PROBLEM DESCRIPTION — Each line of the listing where the string "instance" appears is to be identified and copied.

DATA SHOWN —

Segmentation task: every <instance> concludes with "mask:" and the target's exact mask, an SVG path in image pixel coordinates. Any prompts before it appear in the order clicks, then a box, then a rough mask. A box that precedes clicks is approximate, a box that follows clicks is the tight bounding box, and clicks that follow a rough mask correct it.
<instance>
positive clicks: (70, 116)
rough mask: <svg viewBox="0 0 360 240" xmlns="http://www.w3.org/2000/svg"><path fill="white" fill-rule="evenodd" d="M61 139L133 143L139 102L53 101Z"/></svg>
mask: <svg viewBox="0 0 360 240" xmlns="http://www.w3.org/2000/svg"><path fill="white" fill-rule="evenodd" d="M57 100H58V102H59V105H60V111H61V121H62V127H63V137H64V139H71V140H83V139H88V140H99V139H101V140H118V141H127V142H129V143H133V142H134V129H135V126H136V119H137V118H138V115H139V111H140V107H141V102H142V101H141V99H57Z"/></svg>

ANSWER TO THIS PROBLEM —
Segmentation task: every <instance> concludes with "mask:" and the target's exact mask, an SVG path in image pixel coordinates. Any prompts before it appear in the order clicks, then a box, then a rough mask. A box that precedes clicks is approximate, a box that follows clicks is the tight bounding box, and clicks that follow a rough mask correct it.
<instance>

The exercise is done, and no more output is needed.